▶ **Description of the task**: Copy every line of the listing below word for word, keeping the original order.

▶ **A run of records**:
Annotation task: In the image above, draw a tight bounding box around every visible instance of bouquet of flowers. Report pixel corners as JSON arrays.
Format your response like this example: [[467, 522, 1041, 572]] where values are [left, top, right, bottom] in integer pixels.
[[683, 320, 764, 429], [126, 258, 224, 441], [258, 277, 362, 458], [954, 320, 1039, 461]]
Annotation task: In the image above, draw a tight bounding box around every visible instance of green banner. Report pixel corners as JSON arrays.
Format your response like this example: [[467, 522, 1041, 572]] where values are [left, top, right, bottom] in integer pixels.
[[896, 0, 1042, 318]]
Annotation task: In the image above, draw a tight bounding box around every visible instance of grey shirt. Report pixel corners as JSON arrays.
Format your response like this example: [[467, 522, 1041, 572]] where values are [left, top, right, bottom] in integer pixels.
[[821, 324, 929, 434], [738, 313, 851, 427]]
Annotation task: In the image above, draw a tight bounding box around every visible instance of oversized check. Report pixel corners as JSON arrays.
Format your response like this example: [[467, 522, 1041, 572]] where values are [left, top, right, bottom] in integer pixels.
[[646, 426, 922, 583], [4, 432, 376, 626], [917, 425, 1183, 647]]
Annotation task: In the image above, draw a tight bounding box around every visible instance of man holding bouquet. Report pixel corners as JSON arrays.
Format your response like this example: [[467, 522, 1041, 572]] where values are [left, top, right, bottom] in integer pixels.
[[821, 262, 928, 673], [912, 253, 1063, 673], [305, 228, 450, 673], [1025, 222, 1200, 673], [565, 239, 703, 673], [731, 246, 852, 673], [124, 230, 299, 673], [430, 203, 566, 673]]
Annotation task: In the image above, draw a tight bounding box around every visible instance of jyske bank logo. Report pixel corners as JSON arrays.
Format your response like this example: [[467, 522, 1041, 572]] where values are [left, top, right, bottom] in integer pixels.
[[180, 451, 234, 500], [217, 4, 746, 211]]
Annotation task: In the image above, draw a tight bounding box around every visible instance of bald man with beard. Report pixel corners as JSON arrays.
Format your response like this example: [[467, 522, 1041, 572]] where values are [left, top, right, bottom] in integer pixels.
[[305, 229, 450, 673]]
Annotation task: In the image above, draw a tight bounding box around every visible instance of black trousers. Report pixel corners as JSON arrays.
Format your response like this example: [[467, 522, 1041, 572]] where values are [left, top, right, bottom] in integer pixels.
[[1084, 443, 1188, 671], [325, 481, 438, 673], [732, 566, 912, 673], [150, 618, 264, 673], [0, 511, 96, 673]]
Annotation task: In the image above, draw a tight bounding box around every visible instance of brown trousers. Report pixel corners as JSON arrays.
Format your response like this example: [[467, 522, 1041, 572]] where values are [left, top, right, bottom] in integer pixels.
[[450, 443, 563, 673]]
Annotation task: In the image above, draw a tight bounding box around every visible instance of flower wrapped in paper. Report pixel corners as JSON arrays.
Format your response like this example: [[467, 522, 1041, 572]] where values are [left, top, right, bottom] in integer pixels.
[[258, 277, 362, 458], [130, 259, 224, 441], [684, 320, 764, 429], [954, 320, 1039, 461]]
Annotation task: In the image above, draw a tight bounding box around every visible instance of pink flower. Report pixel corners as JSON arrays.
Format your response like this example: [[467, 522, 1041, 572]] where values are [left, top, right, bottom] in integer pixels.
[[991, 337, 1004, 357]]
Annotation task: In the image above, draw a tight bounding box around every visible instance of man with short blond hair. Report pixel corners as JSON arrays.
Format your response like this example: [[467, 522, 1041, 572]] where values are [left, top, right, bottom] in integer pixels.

▶ **Output**:
Annotation task: In the image above, draw a tight bounding box around every visible instance of bouquet of flowers. Report pixel corners as JSON arrays.
Format your response like this example: [[467, 522, 1041, 572]] where values are [left, top, right, bottom] in integer pixels.
[[683, 320, 764, 429], [126, 258, 224, 441], [258, 277, 362, 458], [954, 320, 1039, 461]]
Annotation task: In the image above, draw a tight bounding box around every visible instance of green banner. Report pixel corners as JSON arrays.
Format your response like this example: [[467, 522, 1041, 572]] where values are [left, top, right, bottom] in integer pixels.
[[896, 0, 1042, 318]]
Annotation task: In the image above, draw a tight bounding box around every visible instance of grey shirt. Report pixel corners as JSON arrays.
Format your response like this example: [[467, 522, 1041, 572]] where values are [left, top, right, bottom] in integer pixels.
[[821, 324, 929, 434], [738, 313, 851, 427]]
Annotation task: In the image above, draw a tight bounding box around every visible instance of oversized check. Report pixel corners as JSON arrays.
Format your response like this example: [[467, 522, 1041, 572]] where values are [left, top, right, bottom] in integer pixels.
[[646, 426, 922, 583], [4, 432, 376, 626], [917, 425, 1183, 647]]
Annotation task: In the image above, draw a tight bounding box around every visible instance of man holding bouquet. Report pixel corners as JSON arrays.
Format your response like this example: [[467, 522, 1041, 572]] where values are [left, top, right, bottom] in integer pixels.
[[821, 262, 928, 673], [912, 253, 1063, 673], [305, 228, 450, 673], [1025, 222, 1200, 673], [565, 239, 703, 673], [731, 246, 852, 673], [124, 230, 299, 673], [430, 203, 566, 673]]
Annotation task: In the image above, draw a tight bounding box around every visible instance of jyske bank logo. Report pixel corners as JSON arrays.
Format your response like this example: [[467, 522, 1041, 572]] where values are [left, top, right, bottom] in integer pixels.
[[180, 451, 234, 500], [217, 4, 746, 211]]
Annotation task: In the image above, draw a tight bounding box around every visible instance of bald man with beard. Report pixel corners as JSON arrays.
Format your response like this example: [[467, 522, 1041, 572]] where values are [left, top, right, bottom] in integer pixels.
[[305, 229, 450, 673]]
Annotation task: In the image above, draw a tight bounding box around every visible instance of black trousers. Report pixel corners as JSON arrays.
Format your response like this example: [[467, 522, 1041, 572]] where values are [left, top, right, bottom] in integer pixels.
[[1084, 443, 1188, 671], [325, 481, 438, 673], [732, 566, 912, 673], [150, 618, 264, 673], [0, 511, 96, 673]]
Annotation task: In the image above, draw a tight bounding box around every visible instance of brown trousers. Report pixel corners as JSON arrays.
Format your response like this example: [[467, 522, 1041, 572]] where values are [left, top, right, bottom] in integer pixels.
[[450, 443, 563, 673]]
Annotation task: In the image above, draw a tight bounding box around every visible instance of flower wrapped in paper. Report pixel corners as JSON arrays.
Format your response like this example: [[467, 522, 1041, 572]] where values are [left, top, right, bottom] in integer pixels.
[[258, 277, 362, 458], [130, 259, 224, 441], [684, 320, 764, 429], [954, 320, 1039, 461]]
Annotation task: In the image above, draw a tight bounding box around every visible instance of pink flower. Report pixel corners as JSON arrays.
Format your response like this example: [[467, 522, 1041, 572]] where values are [left, top, right, bottom] in integer pixels.
[[991, 337, 1004, 357]]
Annotation task: In the image above, draw a tight bounding box around every visible instance of man with short blond hair. Report pixel corners as JSON arrays.
Format your response like this example: [[467, 522, 1041, 572]] where values are [left, top, right, bottom] in integer pixels.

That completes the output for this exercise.